* START RECORD LIST *
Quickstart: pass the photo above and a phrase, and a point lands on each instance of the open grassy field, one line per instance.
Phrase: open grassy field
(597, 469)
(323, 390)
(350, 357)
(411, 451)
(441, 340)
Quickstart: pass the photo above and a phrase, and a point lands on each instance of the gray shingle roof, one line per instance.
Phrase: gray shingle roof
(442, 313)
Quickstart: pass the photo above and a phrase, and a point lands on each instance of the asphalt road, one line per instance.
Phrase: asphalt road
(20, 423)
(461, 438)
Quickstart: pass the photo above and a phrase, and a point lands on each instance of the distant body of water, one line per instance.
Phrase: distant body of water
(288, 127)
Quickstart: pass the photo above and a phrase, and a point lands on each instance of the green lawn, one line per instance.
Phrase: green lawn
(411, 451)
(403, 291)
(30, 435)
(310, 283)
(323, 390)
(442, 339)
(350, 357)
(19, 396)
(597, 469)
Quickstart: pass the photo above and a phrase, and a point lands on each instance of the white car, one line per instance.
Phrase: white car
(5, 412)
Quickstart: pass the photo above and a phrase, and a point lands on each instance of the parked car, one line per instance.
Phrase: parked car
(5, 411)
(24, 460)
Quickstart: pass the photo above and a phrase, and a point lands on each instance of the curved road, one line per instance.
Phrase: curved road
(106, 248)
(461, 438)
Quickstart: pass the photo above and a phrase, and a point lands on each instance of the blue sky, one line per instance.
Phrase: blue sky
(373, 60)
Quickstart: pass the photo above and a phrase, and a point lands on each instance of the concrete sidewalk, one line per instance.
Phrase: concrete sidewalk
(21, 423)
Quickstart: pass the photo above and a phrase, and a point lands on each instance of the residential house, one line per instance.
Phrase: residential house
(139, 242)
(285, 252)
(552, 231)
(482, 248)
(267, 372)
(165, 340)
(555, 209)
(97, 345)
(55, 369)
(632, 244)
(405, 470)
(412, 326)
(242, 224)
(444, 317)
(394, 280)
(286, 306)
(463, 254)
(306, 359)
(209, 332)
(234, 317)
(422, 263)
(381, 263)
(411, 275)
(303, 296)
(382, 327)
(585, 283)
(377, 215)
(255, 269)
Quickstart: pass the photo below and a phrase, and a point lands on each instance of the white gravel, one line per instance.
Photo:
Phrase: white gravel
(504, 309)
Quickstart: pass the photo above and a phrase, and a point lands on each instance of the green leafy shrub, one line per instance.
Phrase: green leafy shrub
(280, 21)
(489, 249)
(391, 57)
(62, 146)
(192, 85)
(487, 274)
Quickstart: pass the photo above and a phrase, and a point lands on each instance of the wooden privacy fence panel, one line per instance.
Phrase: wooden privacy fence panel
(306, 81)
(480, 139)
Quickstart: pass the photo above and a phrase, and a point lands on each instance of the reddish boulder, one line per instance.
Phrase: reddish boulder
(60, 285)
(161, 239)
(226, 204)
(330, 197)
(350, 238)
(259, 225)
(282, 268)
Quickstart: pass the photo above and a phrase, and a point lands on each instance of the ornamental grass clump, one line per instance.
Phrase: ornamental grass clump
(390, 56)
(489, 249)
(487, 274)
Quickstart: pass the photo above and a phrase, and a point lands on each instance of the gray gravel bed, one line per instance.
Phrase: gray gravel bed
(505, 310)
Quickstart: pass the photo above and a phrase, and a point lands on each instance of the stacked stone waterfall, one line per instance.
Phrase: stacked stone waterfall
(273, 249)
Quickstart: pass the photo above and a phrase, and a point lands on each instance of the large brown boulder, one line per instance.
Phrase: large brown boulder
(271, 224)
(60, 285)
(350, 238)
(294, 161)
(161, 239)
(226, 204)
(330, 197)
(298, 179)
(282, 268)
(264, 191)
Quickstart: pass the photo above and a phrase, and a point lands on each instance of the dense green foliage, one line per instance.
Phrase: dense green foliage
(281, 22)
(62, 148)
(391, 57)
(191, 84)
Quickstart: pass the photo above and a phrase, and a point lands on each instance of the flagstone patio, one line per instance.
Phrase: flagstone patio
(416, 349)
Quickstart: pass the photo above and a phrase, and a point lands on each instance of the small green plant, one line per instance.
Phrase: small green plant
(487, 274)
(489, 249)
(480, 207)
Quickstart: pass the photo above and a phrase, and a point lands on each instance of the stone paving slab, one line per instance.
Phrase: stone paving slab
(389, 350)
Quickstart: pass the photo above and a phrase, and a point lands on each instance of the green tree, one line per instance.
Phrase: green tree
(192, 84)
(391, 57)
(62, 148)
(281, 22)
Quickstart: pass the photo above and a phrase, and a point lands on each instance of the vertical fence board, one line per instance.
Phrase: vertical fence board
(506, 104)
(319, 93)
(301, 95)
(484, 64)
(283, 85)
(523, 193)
* END RECORD LIST *
» WHAT YOU NEED TO DO
Return every record, word for word.

» EXERCISE RESPONSE
Quickstart: pass the photo above and a phrase, and a point lands on each instance of the open grassy field, one line per instance.
Phrase: open grassy field
(597, 469)
(323, 390)
(350, 357)
(411, 451)
(441, 340)
Quickstart: pass the photo above and a phrase, and a point lands on each instance of the gray shingle roof, one line per instance.
Phrase: gray shingle roof
(442, 313)
Quickstart: pass the photo above and a phrase, and a point lands on each instance of the asphalt road, one line per instance.
Phrase: asphalt road
(20, 423)
(461, 438)
Quickstart: pass the photo above and a phrase, and a point lands on each instance of the distant body of water, one line per instance.
Phrase: distant body of water
(288, 127)
Quickstart: pass the photo above and a phrase, and a point lands on each instance of the green lawn, one line per instance.
Phrase: green lawn
(411, 451)
(403, 291)
(30, 435)
(310, 283)
(323, 390)
(442, 339)
(350, 357)
(19, 396)
(597, 469)
Quickstart: pass the photo above and a phrase, and a point lands on each instance of the white car, one line per instance.
Phrase: white car
(5, 412)
Quickstart: pass the photo above and a phrase, and a point lands on each instance of the parked car, one line per instance.
Phrase: parked car
(5, 411)
(24, 460)
Quickstart: pass the photo above and a phrase, and a point lands on each instance of the curved road, one line per instance.
Phrase: curved road
(106, 248)
(461, 438)
Quickstart: pass the photo above and a phrase, and a point lands on each instance of the blue sky, one line per instance.
Phrase: blue sky
(373, 60)
Quickstart: pass the photo above and a phrase, and a point lands on each instance of the concrete sidewalk, one line per instance.
Phrase: concrete sidewalk
(21, 423)
Quickstart: pass the photo above and a phrase, and a point lands on each instance of the residential house, one line per instance.
Phrase: residential house
(139, 242)
(285, 252)
(552, 231)
(482, 248)
(267, 372)
(165, 340)
(555, 209)
(97, 345)
(55, 369)
(632, 244)
(405, 470)
(412, 326)
(242, 224)
(444, 317)
(394, 280)
(286, 306)
(463, 254)
(306, 359)
(209, 332)
(234, 317)
(422, 263)
(381, 263)
(411, 275)
(303, 296)
(382, 327)
(585, 283)
(377, 215)
(255, 269)
Quickstart: pass the photo below and a phrase, and a point lands on each instance of the white gravel, one line per instance.
Photo:
Phrase: white gravel
(504, 309)
Quickstart: pass the photo above and a phrase, and a point lands on each instance of the green leafy shrub, one line per instance.
Phrase: green leafy shrub
(280, 21)
(489, 249)
(391, 57)
(62, 146)
(192, 85)
(487, 274)
Quickstart: pass the photo above and a phrase, and a point lands on each instance of the wooden privacy fence panel, one line per instance.
Phrase: wooden privacy fence panel
(306, 81)
(480, 139)
Quickstart: pass the photo above and a phrase, and a point lands on each instance of the reddish boulder, one line per instance.
Phrase: reddish boulder
(60, 285)
(161, 239)
(226, 204)
(330, 197)
(350, 238)
(259, 225)
(282, 268)
Quickstart: pass the photo above and a phrase, and a point lands on each instance of the ornamental grass clump, one line per instance.
Phrase: ornamental grass clump
(390, 56)
(489, 249)
(487, 274)
Quickstart: pass the photo above and a phrase, and a point lands on each instance of the gray gravel bed, one line per instance.
Phrase: gray gravel bed
(505, 310)
Quickstart: pass the photo above and a phrase, and a point lands on each instance of the stacked stone waterfall, one line per instance.
Phrase: stacked stone waterfall
(273, 249)
Quickstart: pass the photo above and a phrase, and a point lands on each instance of the large brown boulder, one line per instance.
Phrase: large brown boulder
(271, 224)
(60, 285)
(350, 238)
(294, 161)
(161, 239)
(226, 204)
(330, 197)
(298, 179)
(282, 268)
(264, 191)
Quickstart: pass the photo above and a phrase, and a point lands on each instance of the dense green foliage, one line per instance.
Phrase: dense green foliage
(281, 22)
(62, 148)
(391, 57)
(191, 84)
Quickstart: pass the photo above and a phrase, and a point lands on each instance of the flagstone patio, one line per instance.
Phrase: flagstone patio
(416, 349)
Quickstart: pass the photo above and a phrase, and a point lands on each instance of the small green plant, one line per instance.
Phrase: small green plant
(487, 274)
(489, 249)
(480, 207)
Quickstart: pass the photo above and a phrase, and a point lands on each instance of the stone paving slab, one line per instance.
Phrase: stone paving slab
(389, 350)
Quickstart: pass the photo above and a phrase, and a point lands on each instance of the green tree, one line per instance.
Phrase: green tree
(192, 84)
(391, 57)
(62, 148)
(281, 22)
Quickstart: pass the photo above and a phrase, and a point lands on each instance of the vertical fence board, one line per instance.
Phrase: vertical fence board
(506, 104)
(319, 93)
(301, 95)
(484, 64)
(283, 85)
(523, 193)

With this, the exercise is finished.